* [EXCERPT]
——————————
This story originally ran on Oct. 21.
Swedish sample prep firm Denator this week said it has completed its fourth financing round, raising 15 million SEK ($2.2 million).
The proceeds are expected to be sufficient to reach positive cash flow and will be used to "continue building Denator's position in the global protein research market," the Gothenburg-based company said in a statement. More specifically, the money will be used to develop Denator's product line and research activities and to expand the firm's sales and marketing activities.
Investors in the round include existing investors T-bolaget, Wikow Ventures, Servisen Holding, and private shareholders. New investors in the round included Svenska Garantiprodukter.
In a statement, Denator CEO Olaf Sköld said the financing round "underlines the significant commercial opportunity the company has through applying its stabilization technology to several fields within the life-science market."
——————————
Listing excerpted from a collection:
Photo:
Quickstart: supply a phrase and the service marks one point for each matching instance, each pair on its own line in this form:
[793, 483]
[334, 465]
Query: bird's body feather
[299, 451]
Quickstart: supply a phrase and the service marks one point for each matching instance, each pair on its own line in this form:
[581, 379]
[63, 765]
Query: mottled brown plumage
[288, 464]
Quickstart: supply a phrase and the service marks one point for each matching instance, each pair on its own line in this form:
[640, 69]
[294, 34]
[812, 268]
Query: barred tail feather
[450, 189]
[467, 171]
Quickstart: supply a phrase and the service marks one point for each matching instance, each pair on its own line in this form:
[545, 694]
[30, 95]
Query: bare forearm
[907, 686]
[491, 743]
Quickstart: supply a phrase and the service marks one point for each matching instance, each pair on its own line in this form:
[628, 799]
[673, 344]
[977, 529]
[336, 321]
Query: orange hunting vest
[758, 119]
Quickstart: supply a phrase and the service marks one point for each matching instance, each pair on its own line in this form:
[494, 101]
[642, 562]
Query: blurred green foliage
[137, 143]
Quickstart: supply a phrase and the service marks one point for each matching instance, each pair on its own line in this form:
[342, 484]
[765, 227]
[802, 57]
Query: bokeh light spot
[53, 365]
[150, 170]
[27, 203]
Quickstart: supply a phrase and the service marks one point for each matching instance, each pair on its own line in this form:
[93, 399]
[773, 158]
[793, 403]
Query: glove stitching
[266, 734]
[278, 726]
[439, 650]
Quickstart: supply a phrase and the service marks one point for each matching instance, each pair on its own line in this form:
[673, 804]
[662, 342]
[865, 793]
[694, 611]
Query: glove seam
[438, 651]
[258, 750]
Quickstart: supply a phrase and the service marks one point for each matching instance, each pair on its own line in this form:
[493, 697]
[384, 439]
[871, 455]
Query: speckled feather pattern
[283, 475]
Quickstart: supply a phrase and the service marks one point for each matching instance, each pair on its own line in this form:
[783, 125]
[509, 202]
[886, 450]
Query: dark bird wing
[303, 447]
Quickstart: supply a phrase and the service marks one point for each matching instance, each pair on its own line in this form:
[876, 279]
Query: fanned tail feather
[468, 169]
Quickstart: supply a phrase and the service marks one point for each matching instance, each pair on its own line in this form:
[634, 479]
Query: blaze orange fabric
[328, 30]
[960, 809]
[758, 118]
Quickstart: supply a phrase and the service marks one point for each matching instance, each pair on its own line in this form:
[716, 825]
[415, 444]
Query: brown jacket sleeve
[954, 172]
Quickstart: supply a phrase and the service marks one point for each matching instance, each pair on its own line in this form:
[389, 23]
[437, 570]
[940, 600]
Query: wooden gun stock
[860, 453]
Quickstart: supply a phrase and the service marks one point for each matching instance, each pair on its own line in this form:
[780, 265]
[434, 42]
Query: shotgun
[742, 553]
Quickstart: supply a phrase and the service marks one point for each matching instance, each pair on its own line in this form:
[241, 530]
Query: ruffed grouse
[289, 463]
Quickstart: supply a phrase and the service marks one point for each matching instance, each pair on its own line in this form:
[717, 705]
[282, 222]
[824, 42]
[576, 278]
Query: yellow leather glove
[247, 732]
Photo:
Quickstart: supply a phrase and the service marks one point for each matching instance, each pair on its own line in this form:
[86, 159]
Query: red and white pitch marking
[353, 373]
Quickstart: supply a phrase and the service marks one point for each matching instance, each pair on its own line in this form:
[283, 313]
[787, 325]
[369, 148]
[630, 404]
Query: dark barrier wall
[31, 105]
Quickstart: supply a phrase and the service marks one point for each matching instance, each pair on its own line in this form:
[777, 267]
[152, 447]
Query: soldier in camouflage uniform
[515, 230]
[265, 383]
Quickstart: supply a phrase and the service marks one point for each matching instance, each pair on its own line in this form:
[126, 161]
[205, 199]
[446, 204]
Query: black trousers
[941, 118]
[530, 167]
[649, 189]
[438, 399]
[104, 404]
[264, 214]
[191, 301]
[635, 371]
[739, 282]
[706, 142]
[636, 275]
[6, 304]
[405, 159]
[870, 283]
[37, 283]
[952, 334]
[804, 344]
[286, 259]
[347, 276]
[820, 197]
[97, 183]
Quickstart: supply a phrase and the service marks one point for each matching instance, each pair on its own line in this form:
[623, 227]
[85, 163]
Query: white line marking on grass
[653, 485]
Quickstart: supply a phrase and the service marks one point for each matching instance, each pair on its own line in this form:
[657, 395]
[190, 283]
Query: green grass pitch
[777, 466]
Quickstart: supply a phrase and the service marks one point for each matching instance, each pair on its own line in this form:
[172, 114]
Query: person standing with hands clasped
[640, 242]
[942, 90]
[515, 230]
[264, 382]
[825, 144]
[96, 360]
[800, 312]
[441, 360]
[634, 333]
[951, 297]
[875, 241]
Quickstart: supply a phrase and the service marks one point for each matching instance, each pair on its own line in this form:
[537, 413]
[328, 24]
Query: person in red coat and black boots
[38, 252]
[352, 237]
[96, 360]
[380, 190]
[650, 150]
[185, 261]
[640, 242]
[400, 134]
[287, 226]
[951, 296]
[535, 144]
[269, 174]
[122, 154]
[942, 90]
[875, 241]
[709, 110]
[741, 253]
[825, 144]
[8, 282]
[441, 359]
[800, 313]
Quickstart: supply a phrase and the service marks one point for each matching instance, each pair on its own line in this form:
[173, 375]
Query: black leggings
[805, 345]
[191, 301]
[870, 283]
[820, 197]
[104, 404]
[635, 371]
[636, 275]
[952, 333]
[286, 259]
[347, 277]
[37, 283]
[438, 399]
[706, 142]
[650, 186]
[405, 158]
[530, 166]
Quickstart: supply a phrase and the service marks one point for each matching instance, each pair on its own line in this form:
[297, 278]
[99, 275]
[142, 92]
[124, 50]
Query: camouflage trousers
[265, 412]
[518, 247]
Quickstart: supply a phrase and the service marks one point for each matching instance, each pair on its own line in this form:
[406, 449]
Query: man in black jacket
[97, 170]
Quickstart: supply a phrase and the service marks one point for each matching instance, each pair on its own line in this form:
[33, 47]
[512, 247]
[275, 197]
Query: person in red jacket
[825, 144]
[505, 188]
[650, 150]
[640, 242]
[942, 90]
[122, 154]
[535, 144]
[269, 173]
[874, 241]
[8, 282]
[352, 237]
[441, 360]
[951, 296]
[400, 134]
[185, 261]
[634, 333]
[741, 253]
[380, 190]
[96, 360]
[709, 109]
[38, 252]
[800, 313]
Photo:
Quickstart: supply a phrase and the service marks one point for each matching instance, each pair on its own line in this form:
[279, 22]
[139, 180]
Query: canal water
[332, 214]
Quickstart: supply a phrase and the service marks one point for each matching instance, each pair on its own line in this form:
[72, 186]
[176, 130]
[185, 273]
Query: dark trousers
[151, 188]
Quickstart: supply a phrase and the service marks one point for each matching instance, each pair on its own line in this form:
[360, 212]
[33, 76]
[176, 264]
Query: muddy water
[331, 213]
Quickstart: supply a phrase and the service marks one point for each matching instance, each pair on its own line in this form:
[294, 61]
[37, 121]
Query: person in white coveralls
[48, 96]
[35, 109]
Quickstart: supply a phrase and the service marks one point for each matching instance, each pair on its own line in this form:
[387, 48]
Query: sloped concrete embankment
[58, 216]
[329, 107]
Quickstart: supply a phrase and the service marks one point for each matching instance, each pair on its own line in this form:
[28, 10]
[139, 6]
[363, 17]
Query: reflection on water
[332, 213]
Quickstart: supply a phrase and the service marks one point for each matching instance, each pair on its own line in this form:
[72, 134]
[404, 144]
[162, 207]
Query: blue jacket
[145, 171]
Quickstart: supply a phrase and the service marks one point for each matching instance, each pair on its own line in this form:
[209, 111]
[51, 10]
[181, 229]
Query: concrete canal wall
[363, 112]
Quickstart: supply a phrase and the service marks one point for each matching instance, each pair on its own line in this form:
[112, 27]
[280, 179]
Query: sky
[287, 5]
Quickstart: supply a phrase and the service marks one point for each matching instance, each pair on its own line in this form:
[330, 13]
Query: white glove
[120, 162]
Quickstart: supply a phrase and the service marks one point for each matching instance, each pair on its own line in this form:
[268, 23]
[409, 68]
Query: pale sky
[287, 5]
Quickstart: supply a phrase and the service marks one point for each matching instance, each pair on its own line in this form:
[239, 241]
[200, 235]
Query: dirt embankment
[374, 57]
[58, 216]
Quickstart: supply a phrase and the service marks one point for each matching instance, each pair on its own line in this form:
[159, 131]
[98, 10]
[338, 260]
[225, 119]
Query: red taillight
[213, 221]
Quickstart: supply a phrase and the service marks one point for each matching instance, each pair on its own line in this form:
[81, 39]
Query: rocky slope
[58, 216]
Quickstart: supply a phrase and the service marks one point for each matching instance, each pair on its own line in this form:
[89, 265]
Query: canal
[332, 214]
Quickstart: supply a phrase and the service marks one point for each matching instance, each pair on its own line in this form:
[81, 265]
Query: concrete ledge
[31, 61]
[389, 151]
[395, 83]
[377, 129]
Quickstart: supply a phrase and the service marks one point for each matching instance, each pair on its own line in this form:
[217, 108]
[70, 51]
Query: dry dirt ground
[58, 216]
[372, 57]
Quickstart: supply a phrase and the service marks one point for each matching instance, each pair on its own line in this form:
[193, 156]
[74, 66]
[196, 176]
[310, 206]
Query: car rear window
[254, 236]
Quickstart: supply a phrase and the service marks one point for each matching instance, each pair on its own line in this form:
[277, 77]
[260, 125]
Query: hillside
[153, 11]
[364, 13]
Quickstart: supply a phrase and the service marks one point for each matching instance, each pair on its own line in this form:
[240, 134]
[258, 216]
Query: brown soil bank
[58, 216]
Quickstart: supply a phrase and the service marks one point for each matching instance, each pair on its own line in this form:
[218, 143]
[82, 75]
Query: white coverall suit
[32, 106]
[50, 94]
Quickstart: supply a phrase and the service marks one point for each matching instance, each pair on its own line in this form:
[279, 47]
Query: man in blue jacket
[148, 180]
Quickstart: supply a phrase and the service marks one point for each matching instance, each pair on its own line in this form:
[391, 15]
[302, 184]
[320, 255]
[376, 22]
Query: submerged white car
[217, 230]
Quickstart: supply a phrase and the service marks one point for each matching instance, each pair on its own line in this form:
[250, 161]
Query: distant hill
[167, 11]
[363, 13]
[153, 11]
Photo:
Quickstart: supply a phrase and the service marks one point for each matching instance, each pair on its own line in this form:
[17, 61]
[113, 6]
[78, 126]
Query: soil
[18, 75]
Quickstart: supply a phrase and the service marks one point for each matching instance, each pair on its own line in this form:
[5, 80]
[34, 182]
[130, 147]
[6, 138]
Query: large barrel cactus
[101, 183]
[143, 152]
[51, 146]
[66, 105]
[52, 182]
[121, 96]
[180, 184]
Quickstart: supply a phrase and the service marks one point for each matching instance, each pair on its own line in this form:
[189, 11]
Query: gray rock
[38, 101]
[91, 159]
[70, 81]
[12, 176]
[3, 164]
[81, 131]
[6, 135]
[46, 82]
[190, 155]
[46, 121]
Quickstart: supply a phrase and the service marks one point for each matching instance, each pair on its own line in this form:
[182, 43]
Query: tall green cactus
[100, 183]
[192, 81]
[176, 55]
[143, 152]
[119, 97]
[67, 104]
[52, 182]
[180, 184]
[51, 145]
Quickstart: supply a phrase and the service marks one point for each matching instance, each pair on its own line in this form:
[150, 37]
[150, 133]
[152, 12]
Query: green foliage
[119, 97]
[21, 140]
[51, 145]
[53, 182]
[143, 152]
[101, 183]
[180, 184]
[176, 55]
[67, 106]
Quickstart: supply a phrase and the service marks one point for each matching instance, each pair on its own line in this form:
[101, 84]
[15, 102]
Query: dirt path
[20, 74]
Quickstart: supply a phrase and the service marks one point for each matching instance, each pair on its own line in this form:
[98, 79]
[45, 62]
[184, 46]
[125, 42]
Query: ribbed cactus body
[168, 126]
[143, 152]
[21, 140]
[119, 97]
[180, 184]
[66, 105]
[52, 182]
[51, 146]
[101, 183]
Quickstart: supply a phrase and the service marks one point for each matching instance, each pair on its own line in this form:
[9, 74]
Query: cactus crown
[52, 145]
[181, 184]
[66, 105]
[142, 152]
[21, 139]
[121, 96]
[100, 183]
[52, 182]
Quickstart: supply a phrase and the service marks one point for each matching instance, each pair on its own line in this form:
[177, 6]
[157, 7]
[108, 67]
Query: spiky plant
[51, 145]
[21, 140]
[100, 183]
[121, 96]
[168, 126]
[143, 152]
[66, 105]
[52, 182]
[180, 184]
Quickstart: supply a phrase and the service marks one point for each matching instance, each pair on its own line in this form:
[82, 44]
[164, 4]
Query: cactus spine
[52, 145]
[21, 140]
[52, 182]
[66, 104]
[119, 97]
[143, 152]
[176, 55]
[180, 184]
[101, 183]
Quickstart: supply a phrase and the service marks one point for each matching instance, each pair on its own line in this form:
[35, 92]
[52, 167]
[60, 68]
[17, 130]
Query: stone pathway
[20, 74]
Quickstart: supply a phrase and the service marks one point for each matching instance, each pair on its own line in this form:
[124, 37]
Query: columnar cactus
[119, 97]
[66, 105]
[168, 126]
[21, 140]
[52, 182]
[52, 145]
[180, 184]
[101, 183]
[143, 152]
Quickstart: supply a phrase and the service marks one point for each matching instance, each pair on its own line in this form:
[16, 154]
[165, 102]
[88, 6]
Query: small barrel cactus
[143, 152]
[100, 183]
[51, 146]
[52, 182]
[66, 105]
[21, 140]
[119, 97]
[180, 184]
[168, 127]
——————————
* [EXERCISE SET]
A. According to the Denator financing report, which new investor joined the fourth financing round?
B. Continue the Denator financing report from its last sentence.
This listing comes from a separate source.

* [WRITTEN ANSWERS]
A. Svenska Garantiprodukter.

B.
The company, which was founded in 2004, made its first commercial product launch a year ago with the Stabilizor T1 for the instant stabilization of tissue samples. According to Denator, the technology prevents degradation in tissues, allowing researchers to study biological samples and their proteins and peptides closer to an in vivo state.
During the summer, Denator announced it was heading a consortium to improve the handling of blood plasma samples with the aim of advancing the discovery of blood-based protein biomarkers. The effort received €300,000 ($$450,000) from the EU Eurostars Programme [See PM 08/27/09].
Other members of the consortium are Sigolos, a technology firm based in Uppsala, Sweden; the Biomolecular Mass Spectrometry Unit at Leiden University Medical Center in the Netherlands; and the BioScope group at Universidade Nova de Lisboa in Portugal.